● Extract to read:
— BEGIN —

I came into this group a few years ago and I was “shaking up” the discussions in the same way you are now. I’m not going to debate you and I’d even say I partially agree with some of the things you’ve said to various degrees. I emphasise some.
I’m an atheist, historically somewhat of a scientific rationalist - as an aside there are others in this group including other actually free people who do not agree with Richard’s views on climate change or smoking or whatever else.
So the idea that you can kind of round us all up as having the same traits and ideas and such doesn’t quite wash. There are “basically” actually free (if you are familiar with this distinction) people who disagree vehemently with Richard on some points.
No one thinks Richard is a “God” and he did not claim to be one either. He was very black and white and prescriptive about his views on things and there probably is a bit of a desire to emulate him in other ways (mimicking his writing style, defending his views by default) in the pursuit of actual freedom. That’s quite normal feeling being behavior though no?

— END —

Pointing dataset records:

— BEGIN —

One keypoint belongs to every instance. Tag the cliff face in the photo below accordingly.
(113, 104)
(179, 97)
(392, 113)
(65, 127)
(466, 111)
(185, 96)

— END —

● Given request: Please render this sentence from the post into Spanish: "No one thinks Richard is a “God” and he did not claim to be one either."

● Worked answer: Nadie piensa que Richard sea un “Dios”, y él tampoco afirmó serlo.